======== INPUT MATERIAL ========
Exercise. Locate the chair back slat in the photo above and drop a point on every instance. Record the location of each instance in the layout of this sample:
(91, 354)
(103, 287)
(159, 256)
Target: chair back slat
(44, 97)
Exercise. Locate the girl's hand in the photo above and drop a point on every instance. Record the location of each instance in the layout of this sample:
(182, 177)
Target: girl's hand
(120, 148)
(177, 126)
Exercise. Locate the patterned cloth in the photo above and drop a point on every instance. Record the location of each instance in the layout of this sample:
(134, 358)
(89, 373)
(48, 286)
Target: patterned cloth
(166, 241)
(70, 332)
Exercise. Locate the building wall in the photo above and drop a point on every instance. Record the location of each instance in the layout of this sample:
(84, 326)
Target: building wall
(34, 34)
========
TASK — Make an exact copy of all the entries above.

EXERCISE ANSWER —
Exercise. Locate the chair back slat in the photo above and drop a point on every instance. Record the location of each instance in the layout of this sample:
(91, 354)
(103, 287)
(159, 256)
Target: chair back slat
(44, 97)
Exercise. Locate the girl's hand in the photo above and drop a point on every instance. Record the location of each instance in the layout of this sample:
(182, 177)
Target: girl's hand
(120, 148)
(177, 126)
Exercise. Locate the patterned cloth in the photo above and drop a point on every instance. Record the location of each instance in the layout of this sample:
(134, 358)
(89, 373)
(48, 286)
Target: patterned cloth
(166, 241)
(70, 332)
Exercise. Locate the building wall in the photo above and drop a point on every instance. Record the location of each instance in the layout of this sample:
(84, 326)
Target: building wall
(34, 34)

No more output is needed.